**Goal**
Select each line in the records below that contains the word "instance" and copy those lines.

* BEGIN Data listing *

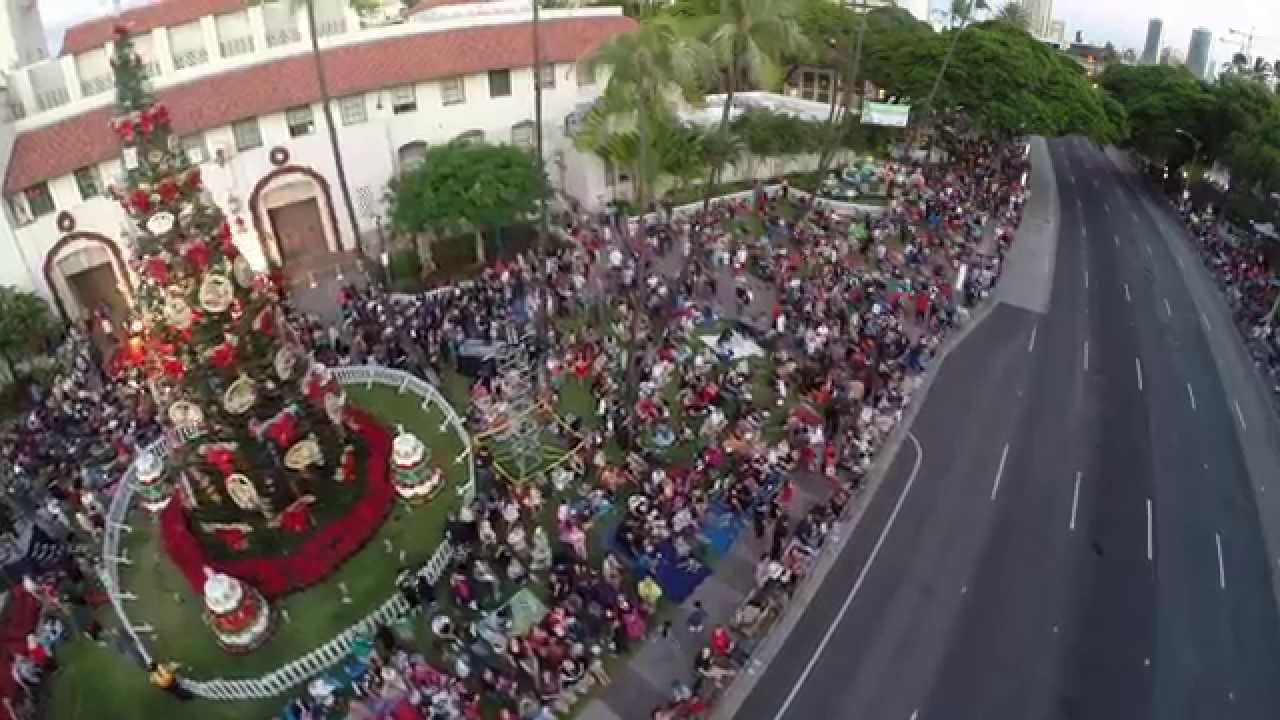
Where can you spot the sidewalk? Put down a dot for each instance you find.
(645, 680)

* END Data listing *
* BEGIN Data listing *

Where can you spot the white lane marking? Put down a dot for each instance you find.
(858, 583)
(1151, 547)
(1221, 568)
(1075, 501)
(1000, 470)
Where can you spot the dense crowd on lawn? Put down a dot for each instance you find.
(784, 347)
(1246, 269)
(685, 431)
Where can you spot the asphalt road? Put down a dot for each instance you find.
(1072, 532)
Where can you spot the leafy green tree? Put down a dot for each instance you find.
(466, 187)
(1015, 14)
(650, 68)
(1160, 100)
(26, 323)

* END Data listing *

**Task result**
Where can you spot the sidewalk? Put down a dot for each instance you find.
Where can you spot the white lane marking? Put down a dot for each instance you find.
Where can you spot the dense crowd on lawn? Put down a dot for each instance you find.
Where can you spot the asphalt road? Put down a dot for each instance you find.
Where can you spot the leafy green tree? Put down a dot for each instance you find.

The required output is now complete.